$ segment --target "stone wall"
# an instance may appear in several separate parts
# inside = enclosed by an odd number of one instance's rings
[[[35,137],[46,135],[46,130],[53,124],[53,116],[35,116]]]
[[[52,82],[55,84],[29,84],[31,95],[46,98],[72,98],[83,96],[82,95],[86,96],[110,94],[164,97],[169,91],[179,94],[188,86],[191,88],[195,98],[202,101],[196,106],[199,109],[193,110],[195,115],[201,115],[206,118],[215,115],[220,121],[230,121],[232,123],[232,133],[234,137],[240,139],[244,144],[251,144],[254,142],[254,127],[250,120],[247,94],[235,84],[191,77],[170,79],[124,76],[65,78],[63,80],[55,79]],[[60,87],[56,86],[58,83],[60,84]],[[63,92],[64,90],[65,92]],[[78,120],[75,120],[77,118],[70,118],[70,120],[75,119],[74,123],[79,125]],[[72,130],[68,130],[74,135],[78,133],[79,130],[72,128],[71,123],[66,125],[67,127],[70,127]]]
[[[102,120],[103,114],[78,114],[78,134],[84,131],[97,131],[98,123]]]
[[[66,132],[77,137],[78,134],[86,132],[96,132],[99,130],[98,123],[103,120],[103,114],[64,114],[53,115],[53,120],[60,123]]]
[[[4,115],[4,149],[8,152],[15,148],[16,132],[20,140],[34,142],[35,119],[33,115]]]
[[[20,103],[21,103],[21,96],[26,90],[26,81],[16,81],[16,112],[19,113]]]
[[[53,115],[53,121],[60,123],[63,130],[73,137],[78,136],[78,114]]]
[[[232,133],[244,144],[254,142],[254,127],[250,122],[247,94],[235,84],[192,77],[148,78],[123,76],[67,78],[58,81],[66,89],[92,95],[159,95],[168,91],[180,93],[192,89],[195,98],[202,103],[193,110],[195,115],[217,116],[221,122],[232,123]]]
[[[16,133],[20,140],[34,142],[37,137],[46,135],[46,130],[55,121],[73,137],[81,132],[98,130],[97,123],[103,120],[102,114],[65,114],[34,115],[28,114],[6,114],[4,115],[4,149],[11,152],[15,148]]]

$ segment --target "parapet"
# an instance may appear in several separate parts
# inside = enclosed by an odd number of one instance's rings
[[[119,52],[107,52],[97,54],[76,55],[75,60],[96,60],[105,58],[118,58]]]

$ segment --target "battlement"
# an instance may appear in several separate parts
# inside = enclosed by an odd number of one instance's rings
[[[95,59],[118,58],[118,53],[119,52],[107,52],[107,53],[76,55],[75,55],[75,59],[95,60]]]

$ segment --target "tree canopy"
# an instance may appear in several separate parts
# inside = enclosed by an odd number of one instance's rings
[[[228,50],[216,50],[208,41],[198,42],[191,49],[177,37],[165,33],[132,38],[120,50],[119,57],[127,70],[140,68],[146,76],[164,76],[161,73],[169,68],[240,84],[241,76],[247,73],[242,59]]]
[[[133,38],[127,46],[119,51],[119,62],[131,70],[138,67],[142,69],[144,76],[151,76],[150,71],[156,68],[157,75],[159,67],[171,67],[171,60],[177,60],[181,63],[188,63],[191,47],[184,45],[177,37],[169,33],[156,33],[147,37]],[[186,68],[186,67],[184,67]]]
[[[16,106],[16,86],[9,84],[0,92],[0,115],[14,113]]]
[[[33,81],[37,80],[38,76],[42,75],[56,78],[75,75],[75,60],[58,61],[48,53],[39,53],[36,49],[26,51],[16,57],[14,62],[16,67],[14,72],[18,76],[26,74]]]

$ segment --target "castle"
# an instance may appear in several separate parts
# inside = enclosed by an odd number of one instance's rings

_STATED EXERCISE:_ Convert the listing above, from its first line through the line containing "[[[35,137],[46,135],[46,130],[53,124],[53,116],[35,116]]]", both included, into a JSON list of strings with one string per line and blank lines left out.

_SOLUTION:_
[
  "$ segment --target \"stone wall\"",
  "# an instance may appear in several separate parts",
  "# inside = enclosed by an odd number of one instance's rings",
  "[[[35,137],[46,135],[46,130],[53,124],[53,116],[35,116]]]"
]